● **PAGE TEXT**
The “it’s not working” conversation just happened. Perhaps the conversation was one you initiated and your first feeling is relief. Maybe the breakup has left you totally devastated and barely able to function. No matter what the circumstances leading to the end of your relationship may be, you know it is an end and thus a loss.

The good news is that this pivotal life event signals a vast potential for growth and openness to a new form of love. While it may sometimes feel like you will never again be a whole, functioning human being, the opposite is true. The first 30 days after a breakup are a crucial period not just for your recovery, but also in your ability to truly learn and evolve. “In the early stages, emotions are on the surface. You should take advantage of this rawness to grow,” says Patricia Covalt, Ph.D., author of What Smart Couples Know.

There are varying degrees of a breakup. Clearly the dissolution of an intense three-month romance does not shake up your entire life as thoroughly as the end of a five-year courtship, especially when children are involved. However, Marni Kamins, author of The Breakup Repair Kit: How to Heal Your Broken Heart, cautions, “The level of sadness and disappointment can be the same in both cases. It depends on the person. For example, if this short relationship was the first one in years that you felt excited about, the aftermath can be devastating. Your faith in love can be shaken.”

[Excerpts from location labeling data]
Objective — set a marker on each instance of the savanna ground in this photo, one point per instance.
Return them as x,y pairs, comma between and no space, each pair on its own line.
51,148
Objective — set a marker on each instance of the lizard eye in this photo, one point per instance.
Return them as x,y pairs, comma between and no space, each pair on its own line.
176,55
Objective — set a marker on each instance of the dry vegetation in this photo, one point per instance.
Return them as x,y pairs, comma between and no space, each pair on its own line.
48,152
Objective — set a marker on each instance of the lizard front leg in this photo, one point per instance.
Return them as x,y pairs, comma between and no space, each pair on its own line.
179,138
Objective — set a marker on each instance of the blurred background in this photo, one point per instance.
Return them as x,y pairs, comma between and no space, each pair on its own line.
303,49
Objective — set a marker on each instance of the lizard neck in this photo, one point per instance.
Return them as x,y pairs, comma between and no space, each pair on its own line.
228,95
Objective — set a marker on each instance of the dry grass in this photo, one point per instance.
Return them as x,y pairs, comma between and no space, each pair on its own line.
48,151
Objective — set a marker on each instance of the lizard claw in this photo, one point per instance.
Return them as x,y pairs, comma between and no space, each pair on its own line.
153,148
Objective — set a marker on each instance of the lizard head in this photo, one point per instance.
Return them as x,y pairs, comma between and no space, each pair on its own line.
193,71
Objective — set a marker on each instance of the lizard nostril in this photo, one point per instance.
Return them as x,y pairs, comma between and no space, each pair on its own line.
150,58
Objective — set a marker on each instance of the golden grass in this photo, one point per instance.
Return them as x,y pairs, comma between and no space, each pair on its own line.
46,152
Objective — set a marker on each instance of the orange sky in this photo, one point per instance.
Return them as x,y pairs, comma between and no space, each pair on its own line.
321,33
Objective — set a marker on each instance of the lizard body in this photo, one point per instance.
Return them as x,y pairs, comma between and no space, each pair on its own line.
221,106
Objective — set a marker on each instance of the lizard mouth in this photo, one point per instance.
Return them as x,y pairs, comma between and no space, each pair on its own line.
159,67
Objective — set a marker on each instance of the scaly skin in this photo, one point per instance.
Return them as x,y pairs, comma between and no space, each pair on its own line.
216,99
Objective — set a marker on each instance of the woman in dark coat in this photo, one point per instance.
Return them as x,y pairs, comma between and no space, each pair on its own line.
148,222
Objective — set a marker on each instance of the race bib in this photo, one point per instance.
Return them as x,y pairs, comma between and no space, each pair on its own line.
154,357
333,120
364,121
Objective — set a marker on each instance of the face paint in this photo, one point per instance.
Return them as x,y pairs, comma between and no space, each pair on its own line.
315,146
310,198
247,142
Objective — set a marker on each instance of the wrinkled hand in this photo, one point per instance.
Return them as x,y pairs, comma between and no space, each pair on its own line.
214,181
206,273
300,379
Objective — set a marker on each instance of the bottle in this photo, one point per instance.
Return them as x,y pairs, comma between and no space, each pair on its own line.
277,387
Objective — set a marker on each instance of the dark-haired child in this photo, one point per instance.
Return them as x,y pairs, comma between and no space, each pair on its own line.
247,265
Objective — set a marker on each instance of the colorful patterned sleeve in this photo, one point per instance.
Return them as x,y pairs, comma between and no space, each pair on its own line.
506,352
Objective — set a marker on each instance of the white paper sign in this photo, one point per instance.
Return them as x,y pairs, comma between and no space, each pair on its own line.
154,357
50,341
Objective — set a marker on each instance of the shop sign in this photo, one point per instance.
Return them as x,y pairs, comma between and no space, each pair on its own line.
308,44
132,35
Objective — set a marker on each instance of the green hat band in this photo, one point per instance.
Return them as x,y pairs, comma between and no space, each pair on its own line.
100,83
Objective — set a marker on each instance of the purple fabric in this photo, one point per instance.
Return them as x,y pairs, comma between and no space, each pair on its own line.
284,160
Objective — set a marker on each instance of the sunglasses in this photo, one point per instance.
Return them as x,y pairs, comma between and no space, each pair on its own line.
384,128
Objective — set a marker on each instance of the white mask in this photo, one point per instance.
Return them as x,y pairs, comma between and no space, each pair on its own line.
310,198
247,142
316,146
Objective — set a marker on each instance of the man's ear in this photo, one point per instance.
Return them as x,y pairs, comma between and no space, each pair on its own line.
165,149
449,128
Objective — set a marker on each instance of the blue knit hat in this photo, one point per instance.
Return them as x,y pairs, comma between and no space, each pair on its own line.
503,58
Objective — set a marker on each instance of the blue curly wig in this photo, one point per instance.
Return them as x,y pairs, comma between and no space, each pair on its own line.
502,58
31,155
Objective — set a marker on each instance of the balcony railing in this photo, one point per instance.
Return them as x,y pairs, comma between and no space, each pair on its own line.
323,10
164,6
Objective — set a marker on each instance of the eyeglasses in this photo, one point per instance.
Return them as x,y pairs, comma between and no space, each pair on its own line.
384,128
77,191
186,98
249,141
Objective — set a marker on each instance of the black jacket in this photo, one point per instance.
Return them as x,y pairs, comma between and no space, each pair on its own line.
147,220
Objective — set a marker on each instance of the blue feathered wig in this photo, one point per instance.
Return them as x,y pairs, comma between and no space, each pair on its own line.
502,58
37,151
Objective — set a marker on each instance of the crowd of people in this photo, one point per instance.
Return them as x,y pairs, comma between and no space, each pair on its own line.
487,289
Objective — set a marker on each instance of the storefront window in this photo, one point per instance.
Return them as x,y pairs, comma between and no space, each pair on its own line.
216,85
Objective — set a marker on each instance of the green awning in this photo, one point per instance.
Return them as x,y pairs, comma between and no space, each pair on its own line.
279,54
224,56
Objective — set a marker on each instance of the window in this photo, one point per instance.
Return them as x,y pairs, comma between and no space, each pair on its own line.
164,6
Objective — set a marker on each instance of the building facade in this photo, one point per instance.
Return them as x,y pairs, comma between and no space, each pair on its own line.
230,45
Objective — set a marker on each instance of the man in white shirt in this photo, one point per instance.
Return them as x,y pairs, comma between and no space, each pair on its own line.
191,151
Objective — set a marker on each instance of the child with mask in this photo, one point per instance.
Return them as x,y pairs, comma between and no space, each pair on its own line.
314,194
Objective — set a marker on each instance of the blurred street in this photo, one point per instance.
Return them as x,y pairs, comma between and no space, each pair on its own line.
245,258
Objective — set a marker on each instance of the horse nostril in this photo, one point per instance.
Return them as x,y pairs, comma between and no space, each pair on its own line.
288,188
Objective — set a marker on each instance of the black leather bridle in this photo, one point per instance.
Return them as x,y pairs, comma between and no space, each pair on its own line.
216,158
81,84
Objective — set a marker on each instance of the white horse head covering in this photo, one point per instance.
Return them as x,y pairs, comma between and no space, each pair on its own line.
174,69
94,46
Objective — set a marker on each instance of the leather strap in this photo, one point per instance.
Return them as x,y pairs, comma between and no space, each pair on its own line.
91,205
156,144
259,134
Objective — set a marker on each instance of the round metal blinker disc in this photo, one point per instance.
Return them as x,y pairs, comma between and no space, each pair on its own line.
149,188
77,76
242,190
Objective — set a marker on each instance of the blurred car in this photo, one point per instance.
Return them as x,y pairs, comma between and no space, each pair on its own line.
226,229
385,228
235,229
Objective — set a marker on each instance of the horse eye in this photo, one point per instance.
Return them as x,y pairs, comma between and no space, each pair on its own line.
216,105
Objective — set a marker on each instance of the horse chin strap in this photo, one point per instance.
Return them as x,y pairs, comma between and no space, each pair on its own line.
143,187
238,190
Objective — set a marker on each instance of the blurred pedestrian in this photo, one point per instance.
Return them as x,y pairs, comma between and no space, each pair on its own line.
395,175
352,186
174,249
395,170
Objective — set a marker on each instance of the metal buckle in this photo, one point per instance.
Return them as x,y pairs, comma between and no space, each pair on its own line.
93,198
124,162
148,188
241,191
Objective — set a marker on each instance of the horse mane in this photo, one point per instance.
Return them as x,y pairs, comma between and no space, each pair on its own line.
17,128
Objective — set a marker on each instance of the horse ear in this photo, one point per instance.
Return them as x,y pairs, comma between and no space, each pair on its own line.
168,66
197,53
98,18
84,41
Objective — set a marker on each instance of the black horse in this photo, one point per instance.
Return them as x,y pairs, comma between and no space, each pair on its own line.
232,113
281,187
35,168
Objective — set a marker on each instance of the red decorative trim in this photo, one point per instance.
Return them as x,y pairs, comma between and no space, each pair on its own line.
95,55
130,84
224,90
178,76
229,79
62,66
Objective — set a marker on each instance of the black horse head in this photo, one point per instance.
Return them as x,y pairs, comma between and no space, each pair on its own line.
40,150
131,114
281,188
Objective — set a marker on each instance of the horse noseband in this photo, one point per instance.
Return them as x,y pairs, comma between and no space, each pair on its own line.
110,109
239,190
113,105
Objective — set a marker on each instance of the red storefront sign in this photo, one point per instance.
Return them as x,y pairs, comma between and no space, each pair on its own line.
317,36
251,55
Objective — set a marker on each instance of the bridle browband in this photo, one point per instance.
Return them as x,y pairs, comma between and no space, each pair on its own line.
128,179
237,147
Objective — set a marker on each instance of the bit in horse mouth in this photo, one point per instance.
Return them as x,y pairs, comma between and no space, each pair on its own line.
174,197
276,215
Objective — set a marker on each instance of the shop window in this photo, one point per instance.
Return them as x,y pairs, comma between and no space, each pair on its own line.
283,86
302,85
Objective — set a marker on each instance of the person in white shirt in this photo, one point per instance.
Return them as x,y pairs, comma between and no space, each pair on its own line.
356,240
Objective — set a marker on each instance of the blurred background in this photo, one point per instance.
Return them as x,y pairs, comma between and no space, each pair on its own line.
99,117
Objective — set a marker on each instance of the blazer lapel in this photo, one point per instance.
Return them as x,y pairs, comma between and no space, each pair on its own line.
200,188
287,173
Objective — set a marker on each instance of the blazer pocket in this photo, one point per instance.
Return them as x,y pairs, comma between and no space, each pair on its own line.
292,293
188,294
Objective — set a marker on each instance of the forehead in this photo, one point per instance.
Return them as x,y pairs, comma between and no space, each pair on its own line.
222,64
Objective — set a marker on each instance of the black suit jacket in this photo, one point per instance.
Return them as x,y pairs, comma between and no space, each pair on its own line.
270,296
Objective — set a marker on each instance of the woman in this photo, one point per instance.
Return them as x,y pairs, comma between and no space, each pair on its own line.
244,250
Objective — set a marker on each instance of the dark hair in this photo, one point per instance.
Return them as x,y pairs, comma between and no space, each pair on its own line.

● **GIVEN REQUEST 1**
Translate this sentence from the breakup passage into Spanish: "There are varying degrees of a breakup."
● **GIVEN REQUEST 2**
Rewrite the breakup passage starting with "The good news" and going on through "Smart Couples Know.", renaming "recovery" as "healing".
Work from the breakup passage alone.

● **FINAL ANSWER 1**
Existen distintos grados en una ruptura.

● **FINAL ANSWER 2**
The good news is that this pivotal life event signals a vast potential for growth and openness to a new form of love. While it may sometimes feel like you will never again be a whole, functioning human being, the opposite is true. The first 30 days after a breakup are a crucial period not just for your healing, but also in your ability to truly learn and evolve. “In the early stages, emotions are on the surface. You should take advantage of this rawness to grow,” says Patricia Covalt, Ph.D., author of What Smart Couples Know.